▸ Trecho
============

No início, havia produtos químicos
simples. Eles produziram aminoácidos que eventualmente se tornaram as proteínas
necessárias para criar células individuais. E as células individuais se
tornaram plantas e animais.
Pesquisas recentes estão revelando
como a sopa primordial criou os blocos de construção de aminoácidos e há
consenso científico generalizado sobre a evolução da primeira célula em plantas
e animais. Mas ainda é um mistério como os blocos de construção foram reunidos
pela primeira vez em proteínas que formaram o maquinário de todas as células.
Agora, dois pesquisadores da Universidade da Carolina do Norte (UNC) – Richard
Wolfenden e Charles Carter -, nos EUA, trazem uma nova luz sobre a transição de
blocos de construção para a vida cerca de 4 bilhões de anos atrás.

============

▸ Dados de origem
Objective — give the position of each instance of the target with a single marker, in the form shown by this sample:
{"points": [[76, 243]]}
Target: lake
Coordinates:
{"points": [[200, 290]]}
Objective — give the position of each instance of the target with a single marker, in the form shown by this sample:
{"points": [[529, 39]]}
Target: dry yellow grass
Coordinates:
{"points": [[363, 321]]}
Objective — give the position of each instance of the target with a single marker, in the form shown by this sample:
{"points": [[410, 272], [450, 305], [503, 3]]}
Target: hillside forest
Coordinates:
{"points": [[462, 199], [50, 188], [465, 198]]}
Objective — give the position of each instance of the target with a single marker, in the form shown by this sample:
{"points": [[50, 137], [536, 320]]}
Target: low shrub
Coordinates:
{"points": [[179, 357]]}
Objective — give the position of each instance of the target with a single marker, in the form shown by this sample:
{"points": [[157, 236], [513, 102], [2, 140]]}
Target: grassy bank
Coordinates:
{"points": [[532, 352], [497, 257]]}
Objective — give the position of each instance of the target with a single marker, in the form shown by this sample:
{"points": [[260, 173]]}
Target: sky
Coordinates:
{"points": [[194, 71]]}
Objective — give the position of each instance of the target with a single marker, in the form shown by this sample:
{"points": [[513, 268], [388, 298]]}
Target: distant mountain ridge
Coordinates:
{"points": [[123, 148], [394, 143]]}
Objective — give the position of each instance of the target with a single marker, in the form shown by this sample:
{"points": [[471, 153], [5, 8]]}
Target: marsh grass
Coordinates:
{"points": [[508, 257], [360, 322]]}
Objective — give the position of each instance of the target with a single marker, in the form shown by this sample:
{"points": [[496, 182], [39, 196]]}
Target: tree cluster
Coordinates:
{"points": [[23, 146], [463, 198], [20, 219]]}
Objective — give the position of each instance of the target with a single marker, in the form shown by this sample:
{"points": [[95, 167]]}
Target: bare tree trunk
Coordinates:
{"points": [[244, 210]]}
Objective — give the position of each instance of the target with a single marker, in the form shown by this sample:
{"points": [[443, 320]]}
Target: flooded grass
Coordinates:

============

▸ Atividade A
Responda com base no trecho sobre a origem da vida:
(i) Em que as células individuais se tornaram?
(ii) O que ainda é um mistério?
(iii) De qual universidade são os dois pesquisadores citados?
▸ Atividade B
No trecho sobre a origem da vida, transforme em lista o parágrafo que começa com "No início, havia produtos químicos" e mantenha os fatos principais.
▸ Atividade C
Por favor, retome o trecho sobre a origem da vida e continue-o depois da última frase.
A listagem é um material separado do trecho.

▸ Resposta A
(i) Em plantas e animais.
(ii) Como os blocos de construção foram reunidos pela primeira vez em proteínas que formaram o maquinário de todas as células.
(iii) Da Universidade da Carolina do Norte (UNC).

▸ Resposta B
- No início, havia produtos químicos simples.
- Eles produziram aminoácidos, que se tornaram proteínas.
- Essas proteínas eram necessárias para criar células individuais.
- As células individuais se tornaram plantas e animais.

▸ Resposta C
“Nosso trabalho mostra que a estreita
ligação entre as propriedades físicas dos aminoácidos, o código genético e
dobramento de proteínas foi provavelmente essencial desde o início, muito antes
de moléculas grandes e sofisticadas entrarem em cena”, diz Carter, professor de
bioquímica e biofísica. “Essa interação estreita foi provavelmente o fator
chave na evolução dos blocos de construção para os organismos”.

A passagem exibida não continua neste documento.